> _Tamamlanacak alıştırmalar_
[1] Ay'ın iç yapısıyla ilgili metindeki "Bulgular hakemli dergi Nature'da yayımlandı." cümlesini İngilizceye çevirin.
[2] Ay'ın iç yapısıyla ilgili metinde "Ay'ın, mavi bilyemizin" ifadesinden "ilişkin verileri kullandı." ifadesine kadar uzanan bölümü, "Araştırmacılar" yerine "Bilim insanları" koyarak yeniden yazın.
[3] Ay'ın iç yapısıyla ilgili metne göre araştırmacılar hangi görevin uzay araçlarının hareketine ilişkin verileri kullandı?

> _Metin_
Bazı teoriler iki ila üç milyar yıl önceki volkanizmanın gezegenin iç kısmında, radyoaktif elementlerin yakın tarafın mantosunun derinliklerinde birikmesine neden olacak farklılıklara yol açtığını öne sürüyor. Bu çalışma, sözkonusu teoriye bugüne kadarki en güçlü kanıtı sunuyor.

NASA'nın Jet İtki Laboratuvarı'nda Güneş Sistemi Dinamikleri Grubu'nun yöneticisi Ryan Park yaptığı açıklamada, "Ay'ın yakın tarafının uzak tarafına göre daha fazla esnediğini bulduk, yani Ay'ın yakın tarafının iç yapısında uzak tarafına kıyasla temelden bir farklılık var" dedi.

Verileri ilk analiz ettiğimizde sonuç bizi o kadar şaşırttı ki inanamadık. Bu yüzden bulguları doğrulamak için hesaplamaları defalarca yaptık. Bu toplamda 10 yıllık bir çalışma.

Bulgular hakemli dergi Nature'da yayımlandı.

Ay'ın, mavi bilyemizin yörüngesinde dönerken yerçekiminde meydana gelen değişimleri incelemeyi sağlayan yeni bir yerçekimi modeli geliştirerek bu sonuçlara ulaştılar.

Bu değişimler, Dünya'nın gelgit kuvveti nedeniyle Ay'ın esnemesine neden oluyor. Tıpkı Ay'ın Dünya'daki gelgitleri belirlemesi gibi, Dünya da Ay üzerinde kütleçekimsel bir kuvvet uyguluyor.

Araştırmacılar, 2011 ve 2012'de Ay'ın yörüngesinde dönen GRAIL görevinin Ebb ve Flow uzay aracının hareketine ilişkin verileri kullandı.

> _Sağlanan veriler_
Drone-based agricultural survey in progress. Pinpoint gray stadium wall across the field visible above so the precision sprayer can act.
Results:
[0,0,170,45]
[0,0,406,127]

> _Görev yanıtları_
[1] The findings were published in the peer-reviewed journal Nature.

[2]
Ay'ın, mavi bilyemizin yörüngesinde dönerken yerçekiminde meydana gelen değişimleri incelemeyi sağlayan yeni bir yerçekimi modeli geliştirerek bu sonuçlara ulaştılar.

Bu değişimler, Dünya'nın gelgit kuvveti nedeniyle Ay'ın esnemesine neden oluyor. Tıpkı Ay'ın Dünya'daki gelgitleri belirlemesi gibi, Dünya da Ay üzerinde kütleçekimsel bir kuvvet uyguluyor.

Bilim insanları, 2011 ve 2012'de Ay'ın yörüngesinde dönen GRAIL görevinin Ebb ve Flow uzay aracının hareketine ilişkin verileri kullandı.

[3] GRAIL görevinin Ebb ve Flow uzay araçlarının hareketine ilişkin verileri kullandılar.